DOCUMENT:

------------

Reports on using water-based solutions for the spray pyrolysis of Ga₂O₃ films at deposition temperatures below 400 °C are very limited,^21,25 and they lack a comprehensive structural, electronic and chemical characterization of the deposited material.

This study explains for the first time how the chemistry of a water-based precursor solution and the spraying process parameters should be adjusted to obtain high-quality Ga₂O₃ films on bare glass and glass coated with different transparent conductive oxides (TCOs), while maintaining a moderate deposition temperature below 400 °C. Structural properties of the deposited Ga₂O₃ were analyzed in detail by scanning electron microscopy (SEM), atomic force microscopy (AFM) and grazing incidence X-ray diffraction (GIXRD). The chemical composition of the films on the surface and in the bulk was investigated by X-ray photoelectron spectroscopy (XPS). Optical properties of the material were examined by ultraviolet/visible/infrared (UV/Vis/IR) spectroscopy. To demonstrate the potential of the spray-deposited β-Ga₂O₃ in electronic devices, where a precise band alignment is crucial, ultraviolet photoelectron spectroscopy (UPS) spectra were recorded and an energy level diagram was constructed.

------------

DATASET:
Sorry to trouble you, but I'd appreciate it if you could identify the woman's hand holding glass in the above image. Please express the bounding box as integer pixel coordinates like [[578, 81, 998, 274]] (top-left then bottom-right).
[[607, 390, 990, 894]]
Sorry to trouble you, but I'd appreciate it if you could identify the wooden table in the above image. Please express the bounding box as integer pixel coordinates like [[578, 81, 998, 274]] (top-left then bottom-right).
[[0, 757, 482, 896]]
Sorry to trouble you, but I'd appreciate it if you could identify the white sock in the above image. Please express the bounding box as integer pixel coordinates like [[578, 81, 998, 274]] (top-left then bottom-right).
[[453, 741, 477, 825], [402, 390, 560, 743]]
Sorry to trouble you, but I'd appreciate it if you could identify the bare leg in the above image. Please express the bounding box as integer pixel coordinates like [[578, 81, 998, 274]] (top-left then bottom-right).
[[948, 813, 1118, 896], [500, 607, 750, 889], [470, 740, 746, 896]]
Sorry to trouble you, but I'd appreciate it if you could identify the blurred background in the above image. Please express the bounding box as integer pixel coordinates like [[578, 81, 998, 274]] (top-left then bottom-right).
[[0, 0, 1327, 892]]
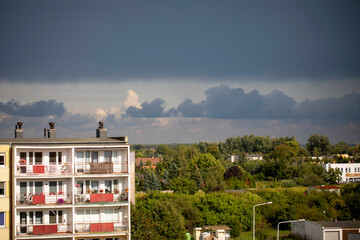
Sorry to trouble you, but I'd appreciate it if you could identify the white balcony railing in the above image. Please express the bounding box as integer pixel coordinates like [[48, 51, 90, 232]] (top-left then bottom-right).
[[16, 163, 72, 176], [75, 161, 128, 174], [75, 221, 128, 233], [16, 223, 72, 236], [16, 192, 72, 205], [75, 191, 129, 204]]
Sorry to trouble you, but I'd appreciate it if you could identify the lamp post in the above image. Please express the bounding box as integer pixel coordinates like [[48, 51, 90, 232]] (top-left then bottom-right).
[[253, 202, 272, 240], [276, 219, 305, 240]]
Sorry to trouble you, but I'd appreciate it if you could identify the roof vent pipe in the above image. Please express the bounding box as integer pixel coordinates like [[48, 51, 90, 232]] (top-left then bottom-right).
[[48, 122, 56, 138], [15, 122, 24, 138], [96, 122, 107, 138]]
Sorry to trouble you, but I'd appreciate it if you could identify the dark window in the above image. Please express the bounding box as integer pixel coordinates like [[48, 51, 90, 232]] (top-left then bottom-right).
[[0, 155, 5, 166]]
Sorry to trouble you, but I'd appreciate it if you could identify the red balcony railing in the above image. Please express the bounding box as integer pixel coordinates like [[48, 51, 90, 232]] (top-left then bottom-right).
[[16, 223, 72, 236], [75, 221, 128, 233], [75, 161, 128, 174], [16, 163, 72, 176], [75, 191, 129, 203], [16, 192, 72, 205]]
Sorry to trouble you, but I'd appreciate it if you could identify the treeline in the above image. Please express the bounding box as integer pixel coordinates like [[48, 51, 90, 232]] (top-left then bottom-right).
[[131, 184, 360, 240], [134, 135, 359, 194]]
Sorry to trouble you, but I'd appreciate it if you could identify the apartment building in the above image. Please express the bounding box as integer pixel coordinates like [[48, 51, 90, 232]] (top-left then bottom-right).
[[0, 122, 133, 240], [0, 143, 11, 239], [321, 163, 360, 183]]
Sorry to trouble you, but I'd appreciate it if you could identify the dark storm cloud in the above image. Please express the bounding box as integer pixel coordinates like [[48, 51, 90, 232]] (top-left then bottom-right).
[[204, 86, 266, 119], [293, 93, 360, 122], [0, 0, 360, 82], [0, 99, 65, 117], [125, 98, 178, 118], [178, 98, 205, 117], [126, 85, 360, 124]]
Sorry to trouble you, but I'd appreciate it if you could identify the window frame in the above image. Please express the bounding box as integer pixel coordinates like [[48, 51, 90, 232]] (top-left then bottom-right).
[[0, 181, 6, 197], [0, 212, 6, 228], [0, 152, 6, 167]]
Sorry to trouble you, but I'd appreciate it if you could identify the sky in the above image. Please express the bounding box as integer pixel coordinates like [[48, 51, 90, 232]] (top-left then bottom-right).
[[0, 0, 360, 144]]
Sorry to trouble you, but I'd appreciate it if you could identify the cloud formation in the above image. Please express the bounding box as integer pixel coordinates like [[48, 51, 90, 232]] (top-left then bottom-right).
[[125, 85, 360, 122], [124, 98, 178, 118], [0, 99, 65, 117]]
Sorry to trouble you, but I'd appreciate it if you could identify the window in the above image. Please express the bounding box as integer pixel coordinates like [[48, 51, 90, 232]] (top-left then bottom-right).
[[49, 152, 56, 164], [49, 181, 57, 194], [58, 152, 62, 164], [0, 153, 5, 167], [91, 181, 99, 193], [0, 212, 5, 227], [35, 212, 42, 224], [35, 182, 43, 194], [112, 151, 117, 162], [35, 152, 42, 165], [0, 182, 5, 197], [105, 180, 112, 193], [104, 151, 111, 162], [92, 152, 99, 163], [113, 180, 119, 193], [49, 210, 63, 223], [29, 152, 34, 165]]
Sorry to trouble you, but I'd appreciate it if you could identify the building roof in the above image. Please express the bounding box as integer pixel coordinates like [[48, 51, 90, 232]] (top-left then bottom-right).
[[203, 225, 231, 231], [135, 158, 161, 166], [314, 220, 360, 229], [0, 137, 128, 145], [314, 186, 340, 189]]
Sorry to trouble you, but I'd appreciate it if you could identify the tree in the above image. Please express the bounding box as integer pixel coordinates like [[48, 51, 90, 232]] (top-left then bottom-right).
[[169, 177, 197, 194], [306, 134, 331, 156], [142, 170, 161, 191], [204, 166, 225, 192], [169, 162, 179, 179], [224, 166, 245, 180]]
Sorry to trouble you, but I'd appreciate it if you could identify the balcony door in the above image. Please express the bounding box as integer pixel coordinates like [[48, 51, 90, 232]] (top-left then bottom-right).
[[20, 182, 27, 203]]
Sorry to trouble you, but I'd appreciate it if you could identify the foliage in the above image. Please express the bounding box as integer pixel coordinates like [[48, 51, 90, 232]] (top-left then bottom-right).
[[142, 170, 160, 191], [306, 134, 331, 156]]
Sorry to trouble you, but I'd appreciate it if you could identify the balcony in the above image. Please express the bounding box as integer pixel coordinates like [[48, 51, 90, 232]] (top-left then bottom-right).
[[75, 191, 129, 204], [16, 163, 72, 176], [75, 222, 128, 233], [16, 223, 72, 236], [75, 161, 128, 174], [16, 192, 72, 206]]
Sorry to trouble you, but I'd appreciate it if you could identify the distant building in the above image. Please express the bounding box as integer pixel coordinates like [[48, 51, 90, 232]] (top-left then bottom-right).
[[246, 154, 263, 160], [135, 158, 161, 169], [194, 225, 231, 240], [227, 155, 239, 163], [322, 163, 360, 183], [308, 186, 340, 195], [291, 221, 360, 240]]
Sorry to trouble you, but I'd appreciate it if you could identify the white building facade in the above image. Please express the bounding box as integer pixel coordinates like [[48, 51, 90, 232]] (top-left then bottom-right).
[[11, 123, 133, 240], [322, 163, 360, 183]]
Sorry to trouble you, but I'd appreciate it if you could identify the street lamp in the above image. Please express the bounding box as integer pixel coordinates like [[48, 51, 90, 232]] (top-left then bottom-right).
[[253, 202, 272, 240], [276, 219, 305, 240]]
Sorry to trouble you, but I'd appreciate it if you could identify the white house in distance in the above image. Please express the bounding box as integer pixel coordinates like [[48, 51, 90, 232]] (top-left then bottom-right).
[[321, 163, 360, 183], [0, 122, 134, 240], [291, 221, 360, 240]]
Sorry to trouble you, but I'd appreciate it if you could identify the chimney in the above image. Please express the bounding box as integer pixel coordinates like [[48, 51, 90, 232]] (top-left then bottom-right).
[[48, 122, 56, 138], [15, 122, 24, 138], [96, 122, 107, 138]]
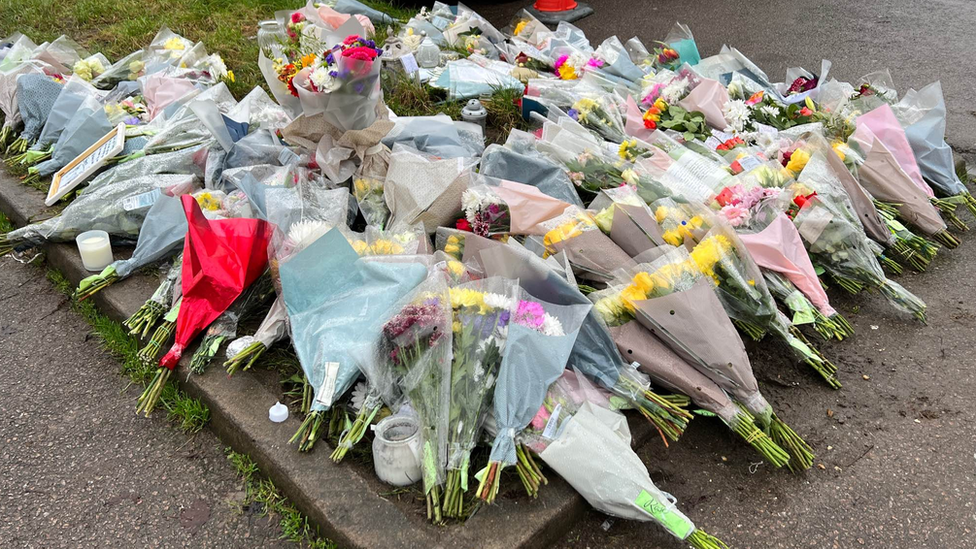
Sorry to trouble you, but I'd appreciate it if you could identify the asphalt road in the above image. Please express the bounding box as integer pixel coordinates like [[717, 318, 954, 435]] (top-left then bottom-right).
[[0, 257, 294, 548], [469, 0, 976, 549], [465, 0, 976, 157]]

------------

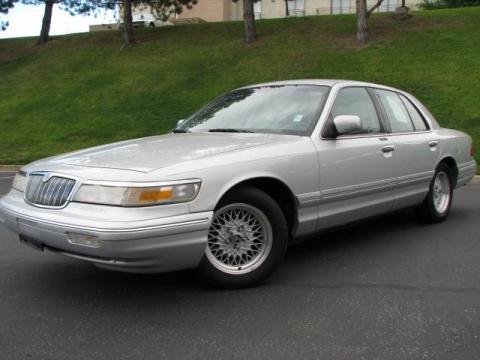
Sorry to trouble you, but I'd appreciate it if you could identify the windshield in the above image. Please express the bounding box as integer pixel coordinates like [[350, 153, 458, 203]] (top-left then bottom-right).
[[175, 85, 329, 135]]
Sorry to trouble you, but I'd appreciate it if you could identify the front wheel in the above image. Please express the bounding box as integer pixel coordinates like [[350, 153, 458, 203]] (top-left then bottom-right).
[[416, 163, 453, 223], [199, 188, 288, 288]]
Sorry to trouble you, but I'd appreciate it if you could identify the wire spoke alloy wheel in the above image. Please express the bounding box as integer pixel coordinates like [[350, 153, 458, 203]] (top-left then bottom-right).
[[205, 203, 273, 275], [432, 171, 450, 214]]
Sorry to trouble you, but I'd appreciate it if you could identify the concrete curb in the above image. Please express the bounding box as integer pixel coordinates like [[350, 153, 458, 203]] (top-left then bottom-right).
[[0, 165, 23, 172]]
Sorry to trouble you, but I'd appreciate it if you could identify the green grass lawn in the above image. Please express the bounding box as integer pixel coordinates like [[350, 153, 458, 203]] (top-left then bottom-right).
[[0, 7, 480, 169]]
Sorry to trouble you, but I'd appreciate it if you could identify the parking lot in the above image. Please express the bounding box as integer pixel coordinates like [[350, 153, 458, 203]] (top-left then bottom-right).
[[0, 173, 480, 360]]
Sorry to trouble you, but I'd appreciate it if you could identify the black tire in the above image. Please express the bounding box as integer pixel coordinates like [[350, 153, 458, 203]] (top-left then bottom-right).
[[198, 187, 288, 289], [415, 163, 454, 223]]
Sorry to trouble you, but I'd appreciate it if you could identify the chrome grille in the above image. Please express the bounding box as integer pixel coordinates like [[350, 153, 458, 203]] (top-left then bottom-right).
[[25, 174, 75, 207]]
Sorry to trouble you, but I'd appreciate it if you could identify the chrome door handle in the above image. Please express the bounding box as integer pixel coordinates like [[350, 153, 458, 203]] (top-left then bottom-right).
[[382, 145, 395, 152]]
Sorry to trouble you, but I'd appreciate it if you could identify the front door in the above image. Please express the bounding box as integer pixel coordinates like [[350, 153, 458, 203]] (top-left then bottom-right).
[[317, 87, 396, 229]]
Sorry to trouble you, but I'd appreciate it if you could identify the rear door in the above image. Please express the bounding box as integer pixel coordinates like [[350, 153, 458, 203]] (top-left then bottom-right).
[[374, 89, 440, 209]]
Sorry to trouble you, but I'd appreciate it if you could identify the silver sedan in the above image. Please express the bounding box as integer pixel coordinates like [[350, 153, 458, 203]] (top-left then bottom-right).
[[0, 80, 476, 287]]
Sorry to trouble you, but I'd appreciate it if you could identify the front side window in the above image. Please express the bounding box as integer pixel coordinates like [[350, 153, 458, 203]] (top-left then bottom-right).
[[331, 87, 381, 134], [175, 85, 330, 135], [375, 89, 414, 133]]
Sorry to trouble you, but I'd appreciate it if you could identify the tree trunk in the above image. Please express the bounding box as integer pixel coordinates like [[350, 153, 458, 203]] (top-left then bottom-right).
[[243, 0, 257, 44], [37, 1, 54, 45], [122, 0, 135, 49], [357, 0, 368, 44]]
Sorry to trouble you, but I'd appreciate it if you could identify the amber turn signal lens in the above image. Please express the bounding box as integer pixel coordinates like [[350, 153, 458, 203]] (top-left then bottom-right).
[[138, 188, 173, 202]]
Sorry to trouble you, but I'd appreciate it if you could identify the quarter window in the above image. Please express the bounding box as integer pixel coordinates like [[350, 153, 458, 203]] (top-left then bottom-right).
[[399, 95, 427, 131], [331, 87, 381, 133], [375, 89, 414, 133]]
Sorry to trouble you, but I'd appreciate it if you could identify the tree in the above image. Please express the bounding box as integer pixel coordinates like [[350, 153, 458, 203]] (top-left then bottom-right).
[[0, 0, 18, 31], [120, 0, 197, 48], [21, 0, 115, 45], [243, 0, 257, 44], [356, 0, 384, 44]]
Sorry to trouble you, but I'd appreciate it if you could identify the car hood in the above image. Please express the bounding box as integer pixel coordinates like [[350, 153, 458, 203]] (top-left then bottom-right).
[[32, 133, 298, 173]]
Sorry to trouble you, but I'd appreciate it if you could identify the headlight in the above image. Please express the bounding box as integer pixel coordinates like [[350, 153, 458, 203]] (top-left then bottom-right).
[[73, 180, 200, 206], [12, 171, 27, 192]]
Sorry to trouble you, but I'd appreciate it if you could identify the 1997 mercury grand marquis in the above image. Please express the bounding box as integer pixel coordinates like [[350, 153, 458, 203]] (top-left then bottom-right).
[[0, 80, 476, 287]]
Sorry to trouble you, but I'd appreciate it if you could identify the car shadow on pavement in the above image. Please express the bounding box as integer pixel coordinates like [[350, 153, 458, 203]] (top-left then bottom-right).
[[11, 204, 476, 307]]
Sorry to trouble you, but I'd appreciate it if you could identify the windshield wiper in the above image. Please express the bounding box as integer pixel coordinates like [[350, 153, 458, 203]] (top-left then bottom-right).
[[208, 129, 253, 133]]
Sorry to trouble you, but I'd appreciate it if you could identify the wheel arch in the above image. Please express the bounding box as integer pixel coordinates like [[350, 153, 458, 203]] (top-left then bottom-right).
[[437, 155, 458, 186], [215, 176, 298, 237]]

------------

TASK DESCRIPTION:
Please summarize the passage on spray-deposited Ga₂O₃ films in two sentences. The rows were taken from a separate source.

RESULT:
Reports on spray pyrolysis of Ga₂O₃ films from water-based solutions below 400 °C are very limited and lack comprehensive structural, electronic and chemical characterization. This study explains how to adjust the precursor chemistry and spraying parameters to obtain high-quality Ga₂O₃ films on bare and TCO-coated glass below 400 °C, and it characterizes the films by SEM, AFM, GIXRD, XPS, UV/Vis/IR spectroscopy and UPS, from which an energy level diagram is constructed.